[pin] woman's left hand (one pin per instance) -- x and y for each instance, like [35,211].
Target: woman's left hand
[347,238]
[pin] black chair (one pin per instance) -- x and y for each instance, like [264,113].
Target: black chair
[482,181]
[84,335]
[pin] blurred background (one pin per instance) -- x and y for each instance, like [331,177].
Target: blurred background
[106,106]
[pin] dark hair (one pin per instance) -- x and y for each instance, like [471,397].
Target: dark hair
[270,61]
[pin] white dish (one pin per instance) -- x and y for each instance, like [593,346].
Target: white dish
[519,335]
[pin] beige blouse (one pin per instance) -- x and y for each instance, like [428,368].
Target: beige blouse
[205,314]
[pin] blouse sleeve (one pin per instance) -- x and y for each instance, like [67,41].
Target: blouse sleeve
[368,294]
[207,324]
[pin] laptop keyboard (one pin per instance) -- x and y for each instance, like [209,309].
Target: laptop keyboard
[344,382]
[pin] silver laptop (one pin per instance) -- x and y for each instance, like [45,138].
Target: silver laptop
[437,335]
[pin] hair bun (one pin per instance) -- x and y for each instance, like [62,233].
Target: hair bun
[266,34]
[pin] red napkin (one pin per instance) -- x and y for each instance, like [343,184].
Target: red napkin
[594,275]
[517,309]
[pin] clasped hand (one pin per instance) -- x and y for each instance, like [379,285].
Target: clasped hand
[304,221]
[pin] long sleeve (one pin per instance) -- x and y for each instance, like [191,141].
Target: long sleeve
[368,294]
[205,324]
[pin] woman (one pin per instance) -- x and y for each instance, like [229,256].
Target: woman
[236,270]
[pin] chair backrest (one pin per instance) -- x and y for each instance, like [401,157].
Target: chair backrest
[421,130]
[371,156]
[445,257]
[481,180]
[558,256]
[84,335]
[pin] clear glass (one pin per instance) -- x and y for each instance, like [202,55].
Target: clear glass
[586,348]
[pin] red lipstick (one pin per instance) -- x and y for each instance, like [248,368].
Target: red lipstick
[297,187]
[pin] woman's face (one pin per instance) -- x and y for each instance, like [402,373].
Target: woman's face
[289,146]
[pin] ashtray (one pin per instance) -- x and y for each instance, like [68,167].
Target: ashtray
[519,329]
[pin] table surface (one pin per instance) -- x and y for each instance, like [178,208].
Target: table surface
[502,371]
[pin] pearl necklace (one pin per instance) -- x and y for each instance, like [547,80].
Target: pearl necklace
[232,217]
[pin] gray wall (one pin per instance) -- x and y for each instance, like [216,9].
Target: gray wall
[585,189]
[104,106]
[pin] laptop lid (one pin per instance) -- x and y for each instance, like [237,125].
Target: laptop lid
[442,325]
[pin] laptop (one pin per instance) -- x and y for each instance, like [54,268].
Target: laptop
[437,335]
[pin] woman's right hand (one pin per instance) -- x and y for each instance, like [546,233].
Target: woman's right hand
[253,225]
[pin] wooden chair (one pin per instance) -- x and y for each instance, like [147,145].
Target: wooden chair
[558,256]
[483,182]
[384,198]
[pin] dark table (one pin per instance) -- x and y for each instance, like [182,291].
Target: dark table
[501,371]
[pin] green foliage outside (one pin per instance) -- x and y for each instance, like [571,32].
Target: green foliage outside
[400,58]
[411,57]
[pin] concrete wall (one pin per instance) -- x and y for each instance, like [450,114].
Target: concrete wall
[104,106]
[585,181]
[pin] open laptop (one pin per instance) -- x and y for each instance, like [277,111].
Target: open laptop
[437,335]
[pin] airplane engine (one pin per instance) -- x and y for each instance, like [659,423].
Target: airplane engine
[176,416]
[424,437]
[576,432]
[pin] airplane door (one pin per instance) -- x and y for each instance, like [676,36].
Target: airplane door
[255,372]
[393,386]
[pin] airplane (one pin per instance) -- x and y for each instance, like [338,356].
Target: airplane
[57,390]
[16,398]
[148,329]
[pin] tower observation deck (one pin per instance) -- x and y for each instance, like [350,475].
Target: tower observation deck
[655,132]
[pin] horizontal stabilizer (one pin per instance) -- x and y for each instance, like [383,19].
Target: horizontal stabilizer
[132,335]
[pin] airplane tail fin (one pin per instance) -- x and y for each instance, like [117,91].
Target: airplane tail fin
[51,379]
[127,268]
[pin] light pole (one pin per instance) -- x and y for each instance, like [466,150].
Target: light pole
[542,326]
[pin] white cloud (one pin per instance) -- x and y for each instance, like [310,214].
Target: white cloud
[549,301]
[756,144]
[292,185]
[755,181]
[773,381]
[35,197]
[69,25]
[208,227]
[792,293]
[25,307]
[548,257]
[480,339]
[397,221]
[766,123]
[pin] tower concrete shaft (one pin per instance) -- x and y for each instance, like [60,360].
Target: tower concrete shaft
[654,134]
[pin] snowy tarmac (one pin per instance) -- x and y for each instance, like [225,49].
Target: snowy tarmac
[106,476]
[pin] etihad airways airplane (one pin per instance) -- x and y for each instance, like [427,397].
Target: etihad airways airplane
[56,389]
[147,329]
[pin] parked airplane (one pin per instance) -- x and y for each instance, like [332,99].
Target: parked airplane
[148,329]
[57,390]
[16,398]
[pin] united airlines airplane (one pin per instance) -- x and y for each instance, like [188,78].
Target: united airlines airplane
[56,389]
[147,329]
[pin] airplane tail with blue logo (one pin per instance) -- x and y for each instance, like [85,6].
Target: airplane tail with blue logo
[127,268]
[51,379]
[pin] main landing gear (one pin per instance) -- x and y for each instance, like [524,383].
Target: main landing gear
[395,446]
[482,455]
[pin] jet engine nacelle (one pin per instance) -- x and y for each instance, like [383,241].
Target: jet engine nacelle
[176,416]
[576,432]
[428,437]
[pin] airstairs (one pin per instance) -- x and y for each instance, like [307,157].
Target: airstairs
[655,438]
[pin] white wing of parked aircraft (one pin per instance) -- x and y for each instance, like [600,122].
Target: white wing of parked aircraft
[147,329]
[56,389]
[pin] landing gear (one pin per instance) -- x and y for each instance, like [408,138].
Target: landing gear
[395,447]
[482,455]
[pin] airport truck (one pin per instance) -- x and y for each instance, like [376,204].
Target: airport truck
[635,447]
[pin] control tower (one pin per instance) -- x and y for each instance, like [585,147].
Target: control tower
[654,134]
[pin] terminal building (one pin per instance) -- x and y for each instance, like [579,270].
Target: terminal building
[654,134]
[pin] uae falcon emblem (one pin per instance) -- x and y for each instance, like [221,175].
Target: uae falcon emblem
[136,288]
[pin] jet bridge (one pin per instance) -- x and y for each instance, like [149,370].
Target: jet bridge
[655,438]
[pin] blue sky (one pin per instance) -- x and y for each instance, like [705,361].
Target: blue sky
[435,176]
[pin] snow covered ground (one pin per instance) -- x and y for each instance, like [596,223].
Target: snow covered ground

------------------------

How to complete this task -
From the records given above, copy all lines containing "covered".

Answer space -
[pin] snow covered ground (one pin per instance) -- x and y for each instance, like [596,223].
Target: snow covered ground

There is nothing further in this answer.